Copy the data below line for line, changing nothing.

Raw records:

## BEGIN

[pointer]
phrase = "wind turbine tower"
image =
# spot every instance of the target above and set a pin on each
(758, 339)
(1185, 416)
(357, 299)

## END

◆ Solved problem
[pointer]
phrase = "wind turbine tower"
image =
# spot every instance of the target above and set a pin on each
(758, 339)
(1185, 416)
(357, 299)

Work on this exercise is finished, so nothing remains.